TEXT TO READ:

Formal written publications in English in India tend to use lac/crore for Indian currency and Western numbering for foreign currencies like Dollars and Pounds.
English-language public instruction began in India in the 1830s during the rule of the East India Company (India was then, and is today, one of the most linguistically diverse regions of the world). In 1835, English replacedPersian as the official language of the East India Company. Lord Macaulay played a major role in introducing English and western concepts into educational institutions in India. He supported the replacement of Persian by English as the official language, the use of English as the medium of instruction in all schools, and the training of English-speaking Indians as teachers. Throughout the 1840s and 1850s, primary, middle, and high schools were opened in many districts of British India, with most high schools offering English language instruction in some subjects. In 1857, just before the end of East India Company rule, universities that were modeled on the University of London and used English as the medium of instruction were established in Bombay, Calcutta and Madras. During the British Raj (1858 to 1947), English-language penetration increased throughout India. This was driven in part by the gradually increasing hiring of Indians in the civil services. At the time of India's independence in 1947, English was the only functional lingua franca in the country.

TASKS TO PERFORM:
(a) According to the text on English in India, in what year were universities that taught in English set up in Bombay, Calcutta and Madras?
(b) Carry on the text about English in India from its last sentence.
The rows have nothing to do with this.

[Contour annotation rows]
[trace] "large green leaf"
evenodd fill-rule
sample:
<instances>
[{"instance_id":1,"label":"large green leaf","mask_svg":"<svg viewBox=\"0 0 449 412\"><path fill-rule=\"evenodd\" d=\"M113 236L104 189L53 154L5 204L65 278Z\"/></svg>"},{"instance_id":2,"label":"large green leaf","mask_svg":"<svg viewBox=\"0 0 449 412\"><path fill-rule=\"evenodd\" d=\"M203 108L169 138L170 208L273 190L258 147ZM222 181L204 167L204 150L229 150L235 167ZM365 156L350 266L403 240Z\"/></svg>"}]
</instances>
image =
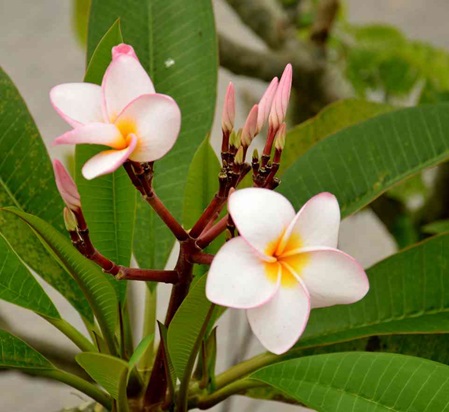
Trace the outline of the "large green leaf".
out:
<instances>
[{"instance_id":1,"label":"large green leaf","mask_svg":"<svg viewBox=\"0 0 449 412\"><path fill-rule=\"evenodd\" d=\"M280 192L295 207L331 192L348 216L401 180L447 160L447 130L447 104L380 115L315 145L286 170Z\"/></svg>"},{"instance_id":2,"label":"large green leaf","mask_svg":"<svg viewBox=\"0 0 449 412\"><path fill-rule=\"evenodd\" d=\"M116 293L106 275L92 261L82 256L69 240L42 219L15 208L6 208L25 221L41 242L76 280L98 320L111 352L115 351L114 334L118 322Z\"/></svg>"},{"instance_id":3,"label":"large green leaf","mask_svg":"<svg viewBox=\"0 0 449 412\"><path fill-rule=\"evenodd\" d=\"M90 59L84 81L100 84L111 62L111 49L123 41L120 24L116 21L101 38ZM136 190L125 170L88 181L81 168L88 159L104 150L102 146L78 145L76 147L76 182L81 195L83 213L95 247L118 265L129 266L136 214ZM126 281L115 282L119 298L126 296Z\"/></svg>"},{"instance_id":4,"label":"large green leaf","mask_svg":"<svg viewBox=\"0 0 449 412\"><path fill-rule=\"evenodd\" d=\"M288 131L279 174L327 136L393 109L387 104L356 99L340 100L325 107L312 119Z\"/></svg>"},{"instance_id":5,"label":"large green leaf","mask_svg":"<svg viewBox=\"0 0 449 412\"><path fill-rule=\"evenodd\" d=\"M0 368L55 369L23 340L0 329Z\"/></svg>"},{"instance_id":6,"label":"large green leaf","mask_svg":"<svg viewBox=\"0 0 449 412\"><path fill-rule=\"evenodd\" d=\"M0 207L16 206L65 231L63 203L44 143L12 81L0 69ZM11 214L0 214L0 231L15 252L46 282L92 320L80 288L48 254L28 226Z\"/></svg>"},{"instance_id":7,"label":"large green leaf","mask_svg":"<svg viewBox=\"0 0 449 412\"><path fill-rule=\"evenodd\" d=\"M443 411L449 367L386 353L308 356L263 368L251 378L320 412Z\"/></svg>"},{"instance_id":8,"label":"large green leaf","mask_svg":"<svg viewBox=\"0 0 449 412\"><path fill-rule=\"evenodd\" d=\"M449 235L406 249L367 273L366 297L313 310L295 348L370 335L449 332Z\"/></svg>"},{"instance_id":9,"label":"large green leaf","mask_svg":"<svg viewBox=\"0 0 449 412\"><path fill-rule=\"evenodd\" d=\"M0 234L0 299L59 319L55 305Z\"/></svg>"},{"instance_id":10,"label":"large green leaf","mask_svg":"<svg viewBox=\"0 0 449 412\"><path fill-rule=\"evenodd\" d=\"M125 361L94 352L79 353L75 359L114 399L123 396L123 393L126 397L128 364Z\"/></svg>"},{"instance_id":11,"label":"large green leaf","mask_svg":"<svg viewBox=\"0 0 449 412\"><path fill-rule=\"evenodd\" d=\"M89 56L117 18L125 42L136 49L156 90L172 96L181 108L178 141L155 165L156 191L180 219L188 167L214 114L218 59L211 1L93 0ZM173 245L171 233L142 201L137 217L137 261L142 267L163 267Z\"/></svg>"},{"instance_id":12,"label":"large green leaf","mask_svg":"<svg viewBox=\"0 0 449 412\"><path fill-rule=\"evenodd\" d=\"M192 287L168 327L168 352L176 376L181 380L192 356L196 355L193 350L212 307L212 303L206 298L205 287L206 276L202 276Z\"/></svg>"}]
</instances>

...

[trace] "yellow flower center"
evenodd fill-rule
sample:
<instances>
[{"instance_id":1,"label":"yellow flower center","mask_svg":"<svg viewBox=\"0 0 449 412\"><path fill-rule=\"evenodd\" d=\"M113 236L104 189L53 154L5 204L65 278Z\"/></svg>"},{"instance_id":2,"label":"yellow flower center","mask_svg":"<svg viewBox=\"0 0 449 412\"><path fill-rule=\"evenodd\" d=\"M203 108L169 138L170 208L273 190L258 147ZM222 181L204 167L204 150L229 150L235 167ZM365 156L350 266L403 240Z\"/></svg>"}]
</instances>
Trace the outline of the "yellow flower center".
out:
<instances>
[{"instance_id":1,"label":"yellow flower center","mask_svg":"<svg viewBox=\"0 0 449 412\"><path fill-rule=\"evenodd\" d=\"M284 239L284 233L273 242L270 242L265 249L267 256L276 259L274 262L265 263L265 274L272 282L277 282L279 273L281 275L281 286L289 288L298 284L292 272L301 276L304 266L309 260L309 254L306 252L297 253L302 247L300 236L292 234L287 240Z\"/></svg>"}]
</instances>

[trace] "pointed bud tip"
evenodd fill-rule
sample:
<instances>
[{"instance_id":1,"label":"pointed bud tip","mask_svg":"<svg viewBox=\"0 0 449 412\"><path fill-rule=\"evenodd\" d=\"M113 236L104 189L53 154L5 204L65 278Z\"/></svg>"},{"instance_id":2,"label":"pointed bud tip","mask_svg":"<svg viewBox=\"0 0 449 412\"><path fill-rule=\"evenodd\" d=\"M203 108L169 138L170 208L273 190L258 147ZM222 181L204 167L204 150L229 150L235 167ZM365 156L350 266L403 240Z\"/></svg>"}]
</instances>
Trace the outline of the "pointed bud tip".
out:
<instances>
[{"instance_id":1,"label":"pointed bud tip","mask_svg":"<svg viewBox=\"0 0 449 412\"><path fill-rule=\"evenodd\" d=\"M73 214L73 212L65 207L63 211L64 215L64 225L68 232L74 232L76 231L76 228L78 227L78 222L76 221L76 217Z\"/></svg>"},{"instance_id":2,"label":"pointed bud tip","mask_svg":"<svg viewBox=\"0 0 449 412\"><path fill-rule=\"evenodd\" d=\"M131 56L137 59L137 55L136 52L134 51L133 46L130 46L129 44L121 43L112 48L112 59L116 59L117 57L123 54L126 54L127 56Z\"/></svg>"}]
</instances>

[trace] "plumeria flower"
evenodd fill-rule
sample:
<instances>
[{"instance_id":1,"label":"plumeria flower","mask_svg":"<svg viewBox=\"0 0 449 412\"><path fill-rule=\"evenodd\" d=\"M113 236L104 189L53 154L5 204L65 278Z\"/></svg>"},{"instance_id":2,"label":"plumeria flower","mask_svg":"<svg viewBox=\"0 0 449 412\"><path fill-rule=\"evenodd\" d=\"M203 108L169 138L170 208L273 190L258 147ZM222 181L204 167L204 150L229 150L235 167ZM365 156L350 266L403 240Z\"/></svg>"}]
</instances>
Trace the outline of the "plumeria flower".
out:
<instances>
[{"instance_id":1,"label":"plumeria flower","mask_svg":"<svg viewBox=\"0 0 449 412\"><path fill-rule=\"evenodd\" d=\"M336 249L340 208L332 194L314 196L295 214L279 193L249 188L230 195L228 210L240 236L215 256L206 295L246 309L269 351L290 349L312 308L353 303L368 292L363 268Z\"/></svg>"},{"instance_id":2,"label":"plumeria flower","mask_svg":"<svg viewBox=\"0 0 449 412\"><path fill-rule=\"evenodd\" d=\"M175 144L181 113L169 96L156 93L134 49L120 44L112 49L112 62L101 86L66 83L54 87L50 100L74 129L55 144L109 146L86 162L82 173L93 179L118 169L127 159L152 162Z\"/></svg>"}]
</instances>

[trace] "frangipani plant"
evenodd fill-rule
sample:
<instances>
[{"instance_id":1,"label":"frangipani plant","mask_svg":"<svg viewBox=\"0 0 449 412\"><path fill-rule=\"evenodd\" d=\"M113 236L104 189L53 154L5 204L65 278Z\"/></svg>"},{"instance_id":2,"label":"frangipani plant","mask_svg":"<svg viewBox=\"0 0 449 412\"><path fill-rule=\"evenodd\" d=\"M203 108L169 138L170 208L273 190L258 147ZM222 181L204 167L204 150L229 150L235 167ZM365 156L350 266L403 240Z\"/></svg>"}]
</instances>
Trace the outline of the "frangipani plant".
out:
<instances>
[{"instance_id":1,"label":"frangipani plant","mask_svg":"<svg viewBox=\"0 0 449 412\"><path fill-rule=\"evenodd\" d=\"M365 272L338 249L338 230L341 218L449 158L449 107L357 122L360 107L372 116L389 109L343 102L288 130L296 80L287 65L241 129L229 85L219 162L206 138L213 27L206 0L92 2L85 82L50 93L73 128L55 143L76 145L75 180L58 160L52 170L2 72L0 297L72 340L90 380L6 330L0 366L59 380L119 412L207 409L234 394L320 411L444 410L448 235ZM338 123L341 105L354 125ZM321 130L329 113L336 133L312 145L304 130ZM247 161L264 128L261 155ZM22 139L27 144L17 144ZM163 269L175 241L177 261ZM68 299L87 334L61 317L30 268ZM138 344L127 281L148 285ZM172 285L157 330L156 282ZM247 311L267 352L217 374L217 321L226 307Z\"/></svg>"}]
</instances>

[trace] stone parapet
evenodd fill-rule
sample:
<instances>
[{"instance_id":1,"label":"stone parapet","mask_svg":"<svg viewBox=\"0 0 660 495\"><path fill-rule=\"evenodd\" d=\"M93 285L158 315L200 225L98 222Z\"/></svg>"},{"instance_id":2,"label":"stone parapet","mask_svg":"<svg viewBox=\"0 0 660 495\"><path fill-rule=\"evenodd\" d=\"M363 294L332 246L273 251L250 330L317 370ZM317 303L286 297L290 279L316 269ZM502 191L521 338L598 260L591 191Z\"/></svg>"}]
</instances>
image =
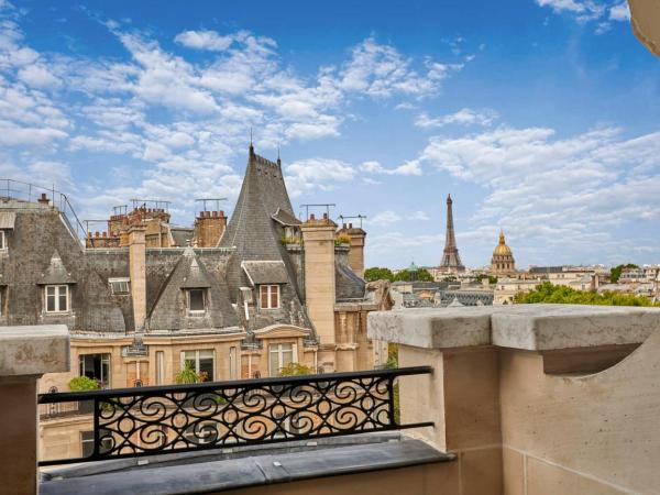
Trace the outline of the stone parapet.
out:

--

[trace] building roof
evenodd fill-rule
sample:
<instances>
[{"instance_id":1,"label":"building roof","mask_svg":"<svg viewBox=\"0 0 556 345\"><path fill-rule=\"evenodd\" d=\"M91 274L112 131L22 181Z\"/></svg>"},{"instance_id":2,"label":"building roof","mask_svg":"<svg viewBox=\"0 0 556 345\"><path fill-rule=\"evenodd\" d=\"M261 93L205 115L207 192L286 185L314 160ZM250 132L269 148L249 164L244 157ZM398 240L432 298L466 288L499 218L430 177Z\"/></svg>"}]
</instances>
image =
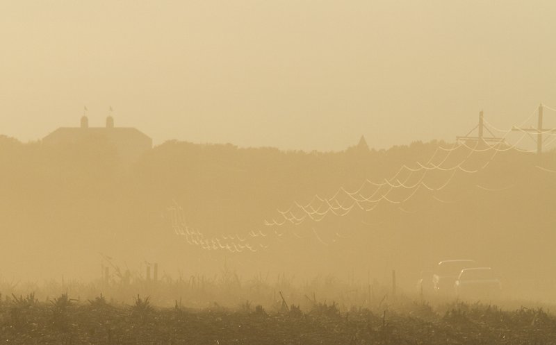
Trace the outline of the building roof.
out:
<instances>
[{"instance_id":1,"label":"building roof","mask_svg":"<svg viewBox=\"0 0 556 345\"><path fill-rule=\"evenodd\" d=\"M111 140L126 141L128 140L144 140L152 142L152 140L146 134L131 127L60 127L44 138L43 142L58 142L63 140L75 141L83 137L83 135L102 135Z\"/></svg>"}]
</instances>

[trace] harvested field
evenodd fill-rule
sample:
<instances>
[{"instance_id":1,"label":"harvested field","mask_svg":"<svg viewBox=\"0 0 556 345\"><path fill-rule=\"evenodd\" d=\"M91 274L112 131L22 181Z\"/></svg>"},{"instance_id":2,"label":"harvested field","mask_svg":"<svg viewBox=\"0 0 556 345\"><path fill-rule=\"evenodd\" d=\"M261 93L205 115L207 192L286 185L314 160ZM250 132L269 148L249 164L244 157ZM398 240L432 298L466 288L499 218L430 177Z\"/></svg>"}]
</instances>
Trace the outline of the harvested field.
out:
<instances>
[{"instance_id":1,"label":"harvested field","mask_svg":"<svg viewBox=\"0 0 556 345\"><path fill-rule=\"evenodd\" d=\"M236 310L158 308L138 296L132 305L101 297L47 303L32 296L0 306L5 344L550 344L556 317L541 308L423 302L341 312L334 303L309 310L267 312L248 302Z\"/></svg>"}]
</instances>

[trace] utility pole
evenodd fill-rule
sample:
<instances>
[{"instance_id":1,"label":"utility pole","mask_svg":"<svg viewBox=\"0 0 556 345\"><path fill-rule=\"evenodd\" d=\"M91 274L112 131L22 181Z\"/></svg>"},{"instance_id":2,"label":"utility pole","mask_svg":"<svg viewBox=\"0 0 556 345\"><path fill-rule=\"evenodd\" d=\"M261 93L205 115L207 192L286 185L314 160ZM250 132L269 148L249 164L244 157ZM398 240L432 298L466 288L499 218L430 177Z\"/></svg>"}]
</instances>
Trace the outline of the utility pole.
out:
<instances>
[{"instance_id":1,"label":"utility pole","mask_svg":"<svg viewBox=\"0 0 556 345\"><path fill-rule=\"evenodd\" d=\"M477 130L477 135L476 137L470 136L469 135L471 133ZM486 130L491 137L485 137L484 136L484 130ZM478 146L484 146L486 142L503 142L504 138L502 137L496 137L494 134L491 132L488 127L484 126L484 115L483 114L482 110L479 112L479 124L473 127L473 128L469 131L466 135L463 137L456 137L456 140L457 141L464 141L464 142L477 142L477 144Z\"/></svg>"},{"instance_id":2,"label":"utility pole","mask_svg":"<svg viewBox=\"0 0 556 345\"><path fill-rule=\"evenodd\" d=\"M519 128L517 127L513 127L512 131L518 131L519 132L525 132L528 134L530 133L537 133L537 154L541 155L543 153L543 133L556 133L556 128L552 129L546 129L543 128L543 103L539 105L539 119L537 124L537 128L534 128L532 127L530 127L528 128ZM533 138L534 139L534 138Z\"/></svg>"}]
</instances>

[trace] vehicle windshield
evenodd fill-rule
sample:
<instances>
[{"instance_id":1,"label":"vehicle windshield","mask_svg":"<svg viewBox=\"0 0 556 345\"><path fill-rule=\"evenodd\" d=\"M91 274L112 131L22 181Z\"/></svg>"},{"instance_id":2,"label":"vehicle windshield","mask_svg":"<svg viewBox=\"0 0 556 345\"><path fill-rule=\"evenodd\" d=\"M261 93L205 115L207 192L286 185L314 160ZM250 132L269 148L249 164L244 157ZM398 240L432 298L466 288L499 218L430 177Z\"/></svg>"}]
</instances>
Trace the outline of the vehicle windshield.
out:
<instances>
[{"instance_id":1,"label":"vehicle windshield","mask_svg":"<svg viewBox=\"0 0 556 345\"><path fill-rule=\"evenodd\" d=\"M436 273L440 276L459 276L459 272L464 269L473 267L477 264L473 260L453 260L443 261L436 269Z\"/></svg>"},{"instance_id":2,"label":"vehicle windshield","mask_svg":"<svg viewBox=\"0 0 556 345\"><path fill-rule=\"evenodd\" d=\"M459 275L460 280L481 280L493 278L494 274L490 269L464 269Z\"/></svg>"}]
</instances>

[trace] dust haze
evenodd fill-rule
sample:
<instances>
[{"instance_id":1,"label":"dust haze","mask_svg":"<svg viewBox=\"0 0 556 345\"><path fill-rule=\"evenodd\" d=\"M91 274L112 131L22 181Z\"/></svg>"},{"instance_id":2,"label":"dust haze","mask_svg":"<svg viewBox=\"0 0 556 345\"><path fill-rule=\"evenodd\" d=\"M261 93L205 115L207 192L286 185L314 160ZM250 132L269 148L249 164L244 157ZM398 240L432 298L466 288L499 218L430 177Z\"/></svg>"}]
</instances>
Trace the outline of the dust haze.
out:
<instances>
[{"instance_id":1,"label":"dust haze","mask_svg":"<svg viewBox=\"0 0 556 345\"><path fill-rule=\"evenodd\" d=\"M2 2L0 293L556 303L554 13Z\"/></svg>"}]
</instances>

ANSWER SET:
(a) 1857

(b)
After Indian Independence in 1947, Hindi was declared the first official language, and attempts were made to declare Hindi the sole national language of India. Due to protests from Tamil Nadu and other non-Hindi-speaking states, it was decided to temporarily retain English for official purposes until at least 1965. By the end of this period, however, opposition from non-Hindi states was still too strong to have Hindi declared the sole language. With this in mind, the English Language Amendment Bill declared English to be an associate language "until such time as all non-Hindi States had agreed to its being dropped." This has not yet occurred, and English is still widely used. For instance, it is the only reliable means of day-to-day communication between the central government and the non-Hindi states.
The view of the English language among many Indians has changed over time. It used to be associated primarily with colonialism; it is now primarily associated with economic progress, and English continues to be an official language of India.
While there is an assumption that English is readily available in India, studies show that its usage is actually restricted to the elite, because of inadequate education to large parts of the Indian population. The use of outdated teaching methods and the poor grasp of English exhibited by the authors of many guidebooks disadvantage students who rely on these books, giving India only a moderate proficiency in English.
In addition, many features of Indian English were imported into Bhutan due to the dominance of Indian-style education and teachers in the country after it withdrew from its isolation in the 1960s.
The term Hinglish is a portmanteau of the languages English and Hindi. This typically refers to the macaronic hybrid use of Hindi and English. It is often the growing preferred language of the urban and semi-urban educated Indian youth, as well as the Indian diaspora abroad. The Hindi film industry, more popularly known as Bollywood, incorporates considerable amounts of Hinglish as well. Many internet platforms and voice commands on Google also recognise Hinglish.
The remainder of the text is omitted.